ACTIVITY: Search the material below for the string "window". Return every line that holds it.
-- Opening Marker --
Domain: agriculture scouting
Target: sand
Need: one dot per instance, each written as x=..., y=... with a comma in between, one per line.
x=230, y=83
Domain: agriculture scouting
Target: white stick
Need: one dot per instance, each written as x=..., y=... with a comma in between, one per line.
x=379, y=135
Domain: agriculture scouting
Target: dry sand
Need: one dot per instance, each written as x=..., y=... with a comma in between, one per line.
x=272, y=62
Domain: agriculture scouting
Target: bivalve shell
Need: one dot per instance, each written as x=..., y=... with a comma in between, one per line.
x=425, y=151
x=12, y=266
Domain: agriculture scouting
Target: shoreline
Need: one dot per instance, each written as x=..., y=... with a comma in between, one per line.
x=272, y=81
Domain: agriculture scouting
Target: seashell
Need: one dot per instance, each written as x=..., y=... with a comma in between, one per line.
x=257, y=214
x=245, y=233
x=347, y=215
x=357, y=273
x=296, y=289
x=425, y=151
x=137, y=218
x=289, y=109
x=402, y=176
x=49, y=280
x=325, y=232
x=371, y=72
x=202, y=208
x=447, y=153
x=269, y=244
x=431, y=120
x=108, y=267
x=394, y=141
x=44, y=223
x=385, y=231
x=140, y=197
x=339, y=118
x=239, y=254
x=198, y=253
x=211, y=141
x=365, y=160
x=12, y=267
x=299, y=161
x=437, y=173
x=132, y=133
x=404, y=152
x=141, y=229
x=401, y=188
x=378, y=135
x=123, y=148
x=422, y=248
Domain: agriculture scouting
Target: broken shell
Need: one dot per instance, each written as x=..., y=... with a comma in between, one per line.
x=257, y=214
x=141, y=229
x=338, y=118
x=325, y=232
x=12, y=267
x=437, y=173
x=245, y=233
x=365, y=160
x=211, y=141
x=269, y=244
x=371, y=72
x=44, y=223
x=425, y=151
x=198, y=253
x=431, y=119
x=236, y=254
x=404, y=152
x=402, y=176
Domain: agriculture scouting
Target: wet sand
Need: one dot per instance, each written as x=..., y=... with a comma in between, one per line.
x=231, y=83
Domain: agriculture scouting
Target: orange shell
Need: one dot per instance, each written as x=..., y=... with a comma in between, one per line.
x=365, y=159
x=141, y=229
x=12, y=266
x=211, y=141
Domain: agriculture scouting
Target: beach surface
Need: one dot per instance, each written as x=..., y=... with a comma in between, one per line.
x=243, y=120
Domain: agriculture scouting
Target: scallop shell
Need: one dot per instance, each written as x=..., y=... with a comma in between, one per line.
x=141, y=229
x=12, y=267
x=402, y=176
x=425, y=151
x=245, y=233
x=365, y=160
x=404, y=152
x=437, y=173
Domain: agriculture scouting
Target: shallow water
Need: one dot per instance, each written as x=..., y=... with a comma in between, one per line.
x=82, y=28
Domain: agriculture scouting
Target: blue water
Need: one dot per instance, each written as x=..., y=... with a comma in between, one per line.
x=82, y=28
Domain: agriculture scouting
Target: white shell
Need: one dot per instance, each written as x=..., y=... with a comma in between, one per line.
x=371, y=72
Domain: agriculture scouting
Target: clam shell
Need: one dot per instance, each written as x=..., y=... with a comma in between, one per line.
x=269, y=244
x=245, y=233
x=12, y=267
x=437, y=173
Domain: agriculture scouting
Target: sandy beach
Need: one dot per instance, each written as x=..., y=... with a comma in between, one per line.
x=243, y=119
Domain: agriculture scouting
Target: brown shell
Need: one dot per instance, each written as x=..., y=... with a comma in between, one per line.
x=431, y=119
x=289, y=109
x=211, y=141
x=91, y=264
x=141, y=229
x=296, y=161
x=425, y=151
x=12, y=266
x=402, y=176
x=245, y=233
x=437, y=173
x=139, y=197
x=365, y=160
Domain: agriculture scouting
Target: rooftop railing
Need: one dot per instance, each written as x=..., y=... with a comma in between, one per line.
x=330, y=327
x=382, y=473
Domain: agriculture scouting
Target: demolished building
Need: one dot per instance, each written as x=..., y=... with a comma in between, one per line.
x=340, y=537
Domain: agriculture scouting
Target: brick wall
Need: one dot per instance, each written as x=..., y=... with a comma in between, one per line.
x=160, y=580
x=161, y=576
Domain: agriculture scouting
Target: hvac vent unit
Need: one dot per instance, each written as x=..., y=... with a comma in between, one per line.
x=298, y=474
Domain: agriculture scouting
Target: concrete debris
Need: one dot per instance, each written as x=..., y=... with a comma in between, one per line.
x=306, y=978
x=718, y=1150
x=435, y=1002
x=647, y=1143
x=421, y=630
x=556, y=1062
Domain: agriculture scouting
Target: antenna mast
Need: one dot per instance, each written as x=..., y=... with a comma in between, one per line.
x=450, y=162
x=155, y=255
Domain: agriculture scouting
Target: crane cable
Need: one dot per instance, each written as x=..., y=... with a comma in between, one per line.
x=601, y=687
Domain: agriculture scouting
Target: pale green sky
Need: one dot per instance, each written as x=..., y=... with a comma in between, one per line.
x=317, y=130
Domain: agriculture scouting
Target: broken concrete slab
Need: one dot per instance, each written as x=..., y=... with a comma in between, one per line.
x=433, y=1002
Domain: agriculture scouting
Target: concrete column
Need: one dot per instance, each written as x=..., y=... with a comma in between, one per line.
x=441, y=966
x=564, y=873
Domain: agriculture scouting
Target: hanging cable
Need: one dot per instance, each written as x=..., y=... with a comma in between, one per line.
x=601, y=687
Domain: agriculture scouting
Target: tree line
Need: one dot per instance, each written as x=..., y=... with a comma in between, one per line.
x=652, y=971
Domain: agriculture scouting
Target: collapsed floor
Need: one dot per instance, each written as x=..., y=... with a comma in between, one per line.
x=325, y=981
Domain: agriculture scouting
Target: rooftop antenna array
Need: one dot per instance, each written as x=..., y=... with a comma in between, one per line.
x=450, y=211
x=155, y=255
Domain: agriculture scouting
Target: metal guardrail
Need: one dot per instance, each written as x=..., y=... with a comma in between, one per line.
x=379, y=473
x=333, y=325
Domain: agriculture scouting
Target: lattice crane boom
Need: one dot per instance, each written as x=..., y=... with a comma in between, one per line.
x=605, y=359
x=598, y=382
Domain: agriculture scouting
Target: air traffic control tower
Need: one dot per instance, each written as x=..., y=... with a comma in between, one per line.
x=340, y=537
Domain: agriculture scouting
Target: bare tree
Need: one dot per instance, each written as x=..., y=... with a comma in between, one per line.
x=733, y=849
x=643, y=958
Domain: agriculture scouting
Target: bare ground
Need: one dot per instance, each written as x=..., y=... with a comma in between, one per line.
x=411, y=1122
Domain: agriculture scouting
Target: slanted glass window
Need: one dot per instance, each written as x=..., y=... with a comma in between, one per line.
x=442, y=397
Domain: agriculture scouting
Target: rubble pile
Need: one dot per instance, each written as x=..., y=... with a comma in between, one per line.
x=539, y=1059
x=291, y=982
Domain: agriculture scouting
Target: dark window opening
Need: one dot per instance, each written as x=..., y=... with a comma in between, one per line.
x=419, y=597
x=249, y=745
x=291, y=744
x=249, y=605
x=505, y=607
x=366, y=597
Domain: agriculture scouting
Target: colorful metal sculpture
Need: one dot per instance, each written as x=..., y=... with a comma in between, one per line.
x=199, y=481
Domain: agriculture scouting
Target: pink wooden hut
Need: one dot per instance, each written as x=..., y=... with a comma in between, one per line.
-- Closing Marker --
FINAL ANSWER:
Target: slanted glass window
Target: dark window opening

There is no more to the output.